Problem requirements: Go line by line through the entries and show those that hold the string "like".

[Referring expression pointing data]

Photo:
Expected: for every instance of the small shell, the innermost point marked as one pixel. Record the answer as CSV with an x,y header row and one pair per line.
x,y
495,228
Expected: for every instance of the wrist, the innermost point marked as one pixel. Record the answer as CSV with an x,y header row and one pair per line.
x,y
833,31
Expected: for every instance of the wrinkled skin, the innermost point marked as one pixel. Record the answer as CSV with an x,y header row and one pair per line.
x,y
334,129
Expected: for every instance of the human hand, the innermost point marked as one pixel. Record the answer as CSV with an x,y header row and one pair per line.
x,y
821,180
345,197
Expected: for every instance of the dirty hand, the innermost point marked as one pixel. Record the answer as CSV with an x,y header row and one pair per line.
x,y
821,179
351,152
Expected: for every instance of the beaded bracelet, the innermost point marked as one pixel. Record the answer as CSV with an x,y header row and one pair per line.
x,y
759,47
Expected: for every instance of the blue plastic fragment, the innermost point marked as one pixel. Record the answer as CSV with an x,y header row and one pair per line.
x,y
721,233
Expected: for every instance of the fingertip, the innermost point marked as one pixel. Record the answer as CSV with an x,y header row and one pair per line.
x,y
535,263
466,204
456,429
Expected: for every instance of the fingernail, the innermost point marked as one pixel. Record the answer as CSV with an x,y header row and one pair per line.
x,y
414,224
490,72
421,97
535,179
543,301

* * *

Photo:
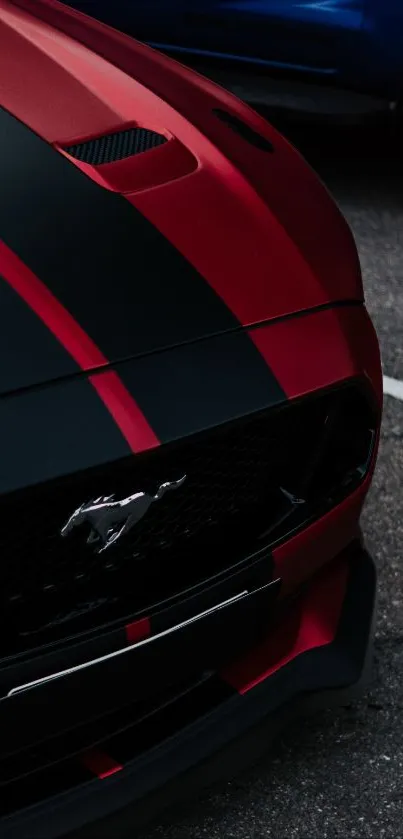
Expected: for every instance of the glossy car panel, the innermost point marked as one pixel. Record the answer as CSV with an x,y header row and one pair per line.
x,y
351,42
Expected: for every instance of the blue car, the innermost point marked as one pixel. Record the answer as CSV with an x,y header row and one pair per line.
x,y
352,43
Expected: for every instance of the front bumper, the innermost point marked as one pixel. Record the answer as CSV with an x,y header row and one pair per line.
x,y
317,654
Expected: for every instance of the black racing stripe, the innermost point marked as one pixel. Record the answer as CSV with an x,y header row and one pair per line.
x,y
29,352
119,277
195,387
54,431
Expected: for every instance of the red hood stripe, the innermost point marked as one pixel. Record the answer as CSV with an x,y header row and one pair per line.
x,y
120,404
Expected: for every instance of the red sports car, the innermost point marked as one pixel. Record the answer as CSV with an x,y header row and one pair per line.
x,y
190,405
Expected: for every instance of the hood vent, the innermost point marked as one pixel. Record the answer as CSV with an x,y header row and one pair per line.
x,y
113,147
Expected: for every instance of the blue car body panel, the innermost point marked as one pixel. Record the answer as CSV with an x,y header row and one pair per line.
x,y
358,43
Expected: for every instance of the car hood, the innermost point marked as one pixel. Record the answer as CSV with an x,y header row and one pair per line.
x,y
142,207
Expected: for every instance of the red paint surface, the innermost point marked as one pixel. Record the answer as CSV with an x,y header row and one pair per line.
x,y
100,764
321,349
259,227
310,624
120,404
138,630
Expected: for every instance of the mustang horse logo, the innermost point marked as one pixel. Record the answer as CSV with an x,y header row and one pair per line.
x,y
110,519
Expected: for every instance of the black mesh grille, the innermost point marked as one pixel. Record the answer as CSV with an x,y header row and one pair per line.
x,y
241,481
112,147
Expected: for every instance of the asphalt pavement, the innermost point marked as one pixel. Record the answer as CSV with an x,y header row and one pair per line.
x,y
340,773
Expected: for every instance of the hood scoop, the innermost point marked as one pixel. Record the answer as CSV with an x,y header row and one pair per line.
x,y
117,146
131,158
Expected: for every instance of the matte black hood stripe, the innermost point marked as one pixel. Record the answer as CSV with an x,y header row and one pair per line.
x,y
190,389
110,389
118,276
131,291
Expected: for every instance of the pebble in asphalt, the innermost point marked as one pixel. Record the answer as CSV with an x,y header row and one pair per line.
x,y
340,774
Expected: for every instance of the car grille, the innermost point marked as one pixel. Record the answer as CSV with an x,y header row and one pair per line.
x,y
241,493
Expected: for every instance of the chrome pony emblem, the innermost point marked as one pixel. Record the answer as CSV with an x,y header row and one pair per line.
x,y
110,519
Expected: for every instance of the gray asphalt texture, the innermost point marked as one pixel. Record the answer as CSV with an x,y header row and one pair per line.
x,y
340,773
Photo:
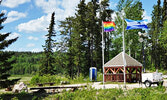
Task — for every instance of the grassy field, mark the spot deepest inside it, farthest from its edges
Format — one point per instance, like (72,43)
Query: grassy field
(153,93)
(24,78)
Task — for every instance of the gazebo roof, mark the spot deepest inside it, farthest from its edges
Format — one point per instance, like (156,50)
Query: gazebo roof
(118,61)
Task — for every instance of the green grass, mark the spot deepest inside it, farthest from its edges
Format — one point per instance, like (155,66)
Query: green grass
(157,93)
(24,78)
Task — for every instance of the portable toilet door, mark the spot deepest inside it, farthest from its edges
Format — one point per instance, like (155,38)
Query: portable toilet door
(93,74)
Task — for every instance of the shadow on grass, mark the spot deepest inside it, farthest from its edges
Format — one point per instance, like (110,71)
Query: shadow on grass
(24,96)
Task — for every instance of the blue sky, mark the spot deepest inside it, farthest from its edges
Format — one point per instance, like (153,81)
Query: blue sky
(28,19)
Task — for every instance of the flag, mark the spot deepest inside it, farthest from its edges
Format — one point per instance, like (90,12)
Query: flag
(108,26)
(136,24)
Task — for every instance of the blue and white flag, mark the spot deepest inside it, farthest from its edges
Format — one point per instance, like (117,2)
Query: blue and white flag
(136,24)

Written reply:
Format — one point per instance, like (72,43)
Format — one point per instance, like (156,50)
Format — one point per instance, like (155,66)
Format — one point per instance, like (155,38)
Format — one point per instance, like (110,71)
Format — one point per instance, like (153,81)
Format — one point per instance, like (90,12)
Format — one point per instance, like (117,2)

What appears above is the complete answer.